TESTO.
────────────────────

Data udienza 21 dicembre 2022

Il Tribunale di Tivoli

riunito in camera di consiglio nelle persone dei signori Magistrati:

dr.ssa Francesca Coccoli – Presidente rel. est.

dr. Francesco Lupia – Giudice

dr.ssa Rosa Maria Bova – Giudice

nella causa iscritta al n. …/2017 del ruolo generale delle controversie civili, pendente:

tra

S.V., nata il (…);

rappresentata e difesa dall’avv. …

attrice

e

S.P.F., nato il (…);

rappresentato e difeso dall’avv. …

convenuto

avente ad oggetto: impugnazione di testamento.

Svolgimento del processo – Motivi della decisione

Con citazione ritualmente notificata V.S. conveniva in giudizio P.F.S..

Esponeva che in data 3 dicembre 2014 era stato pubblicato dal Notaio L.C. il testamento olografo di R.S., madre delle odierne parti in causa, deceduta il 19 novembre 2014, recante la data del 5 settembre 2008, con il quale la de cuius aveva disposto della propria quota di proprietà di un terzo dell’appartamento in P. S., via G. G. 23, in favore del figlio P.F.S..

────────────────────

COMPITO 1.
Ripeti parola per parola la parte del testo che si apre con le parole contenenti "Svolgimento del processo" e si chiude con "del figlio P.F.S..".
COMPITO 2.
Traduci in inglese questa frase del testo: "Con citazione ritualmente notificata V.S. conveniva in giudizio P.F.S..".

RIGHE FORNITE.
────────────────────

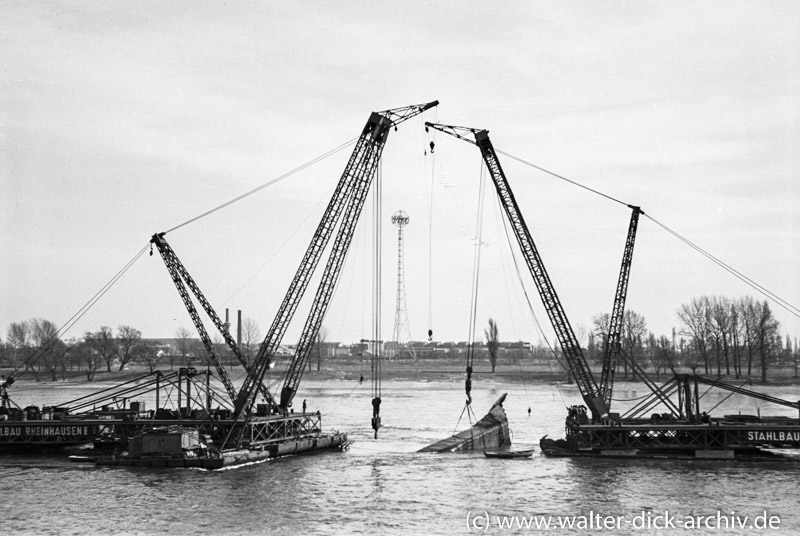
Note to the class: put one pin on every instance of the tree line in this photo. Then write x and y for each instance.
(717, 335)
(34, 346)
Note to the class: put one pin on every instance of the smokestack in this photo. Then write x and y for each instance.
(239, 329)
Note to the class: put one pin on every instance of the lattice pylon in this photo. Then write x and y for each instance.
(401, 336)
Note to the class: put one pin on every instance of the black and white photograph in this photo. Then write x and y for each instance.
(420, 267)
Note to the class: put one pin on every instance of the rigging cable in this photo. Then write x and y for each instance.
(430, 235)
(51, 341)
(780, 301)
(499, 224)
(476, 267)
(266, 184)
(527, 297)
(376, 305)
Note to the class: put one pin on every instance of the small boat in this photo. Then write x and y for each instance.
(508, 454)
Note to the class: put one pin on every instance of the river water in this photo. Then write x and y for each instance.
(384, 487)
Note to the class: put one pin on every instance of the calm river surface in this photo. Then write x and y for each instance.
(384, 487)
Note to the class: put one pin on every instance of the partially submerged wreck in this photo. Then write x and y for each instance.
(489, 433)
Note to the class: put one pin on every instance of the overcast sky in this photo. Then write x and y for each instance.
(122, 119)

────────────────────

RISULTATO ATTESO 1.
Svolgimento del processo – Motivi della decisione

Con citazione ritualmente notificata V.S. conveniva in giudizio P.F.S..

Esponeva che in data 3 dicembre 2014 era stato pubblicato dal Notaio L.C. il testamento olografo di R.S., madre delle odierne parti in causa, deceduta il 19 novembre 2014, recante la data del 5 settembre 2008, con il quale la de cuius aveva disposto della propria quota di proprietà di un terzo dell’appartamento in P. S., via G. G. 23, in favore del figlio P.F.S..

RISULTATO ATTESO 2.
By a duly served writ of summons, V.S. brought proceedings against P.F.S.